▶ [EXERCISE DATA]

—————

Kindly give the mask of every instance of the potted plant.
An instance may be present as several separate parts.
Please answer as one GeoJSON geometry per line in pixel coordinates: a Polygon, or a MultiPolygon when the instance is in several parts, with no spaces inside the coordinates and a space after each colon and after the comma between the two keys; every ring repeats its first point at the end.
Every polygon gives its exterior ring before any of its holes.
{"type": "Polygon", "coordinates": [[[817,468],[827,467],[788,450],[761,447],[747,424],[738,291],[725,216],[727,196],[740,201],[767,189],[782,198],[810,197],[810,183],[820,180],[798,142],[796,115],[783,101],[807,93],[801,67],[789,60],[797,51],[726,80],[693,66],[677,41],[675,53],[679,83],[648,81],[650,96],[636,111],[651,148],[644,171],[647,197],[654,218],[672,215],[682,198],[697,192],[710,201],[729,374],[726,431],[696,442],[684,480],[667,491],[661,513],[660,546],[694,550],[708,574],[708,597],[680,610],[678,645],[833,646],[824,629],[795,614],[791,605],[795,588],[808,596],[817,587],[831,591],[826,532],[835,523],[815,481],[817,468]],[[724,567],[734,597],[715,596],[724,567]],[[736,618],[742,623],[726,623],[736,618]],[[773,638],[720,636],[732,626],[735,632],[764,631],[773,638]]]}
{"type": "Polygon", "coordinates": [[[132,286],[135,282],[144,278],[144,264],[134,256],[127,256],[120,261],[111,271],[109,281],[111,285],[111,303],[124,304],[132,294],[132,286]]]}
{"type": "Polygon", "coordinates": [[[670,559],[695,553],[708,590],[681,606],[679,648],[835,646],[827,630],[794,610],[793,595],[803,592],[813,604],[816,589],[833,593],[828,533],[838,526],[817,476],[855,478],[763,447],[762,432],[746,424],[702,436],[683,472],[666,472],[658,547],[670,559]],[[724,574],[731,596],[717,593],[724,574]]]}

—————

▶ [GIVEN REQUEST] Set out every line of the material above as a Markdown table with two columns, No. and Text, numbering the lines in order and omitting any blank lines.

▶ [EXERCISE ANSWER]
| No. | Text |
|---|---|
| 1 | Kindly give the mask of every instance of the potted plant. |
| 2 | An instance may be present as several separate parts. |
| 3 | Please answer as one GeoJSON geometry per line in pixel coordinates: a Polygon, or a MultiPolygon when the instance is in several parts, with no spaces inside the coordinates and a space after each colon and after the comma between the two keys; every ring repeats its first point at the end. |
| 4 | Every polygon gives its exterior ring before any of its holes. |
| 5 | {"type": "Polygon", "coordinates": [[[817,468],[827,467],[788,450],[761,447],[747,424],[738,291],[725,216],[727,196],[740,201],[767,189],[782,198],[810,197],[810,183],[820,180],[798,142],[796,115],[783,101],[807,93],[801,67],[789,60],[797,51],[726,80],[693,66],[677,41],[675,53],[679,83],[648,81],[650,96],[636,111],[651,148],[644,171],[647,197],[654,218],[672,215],[682,198],[697,192],[710,201],[729,374],[726,431],[696,442],[684,480],[667,491],[661,513],[660,546],[694,550],[708,574],[708,597],[680,610],[678,645],[833,646],[824,629],[795,614],[791,605],[795,588],[808,596],[817,587],[831,591],[826,532],[835,523],[815,481],[817,468]],[[724,567],[734,597],[715,596],[724,567]],[[736,618],[742,623],[726,623],[736,618]],[[773,638],[720,636],[732,626],[735,632],[764,631],[773,638]]]} |
| 6 | {"type": "Polygon", "coordinates": [[[132,286],[135,282],[144,278],[144,264],[134,256],[127,256],[120,261],[111,271],[109,281],[111,285],[111,303],[124,304],[132,294],[132,286]]]} |
| 7 | {"type": "Polygon", "coordinates": [[[670,559],[695,553],[708,590],[681,606],[679,648],[835,646],[827,630],[794,610],[793,595],[803,592],[813,604],[816,589],[833,593],[828,533],[838,526],[817,476],[855,478],[763,447],[762,432],[746,424],[702,436],[683,472],[666,472],[658,547],[670,559]],[[724,574],[731,596],[717,593],[724,574]]]} |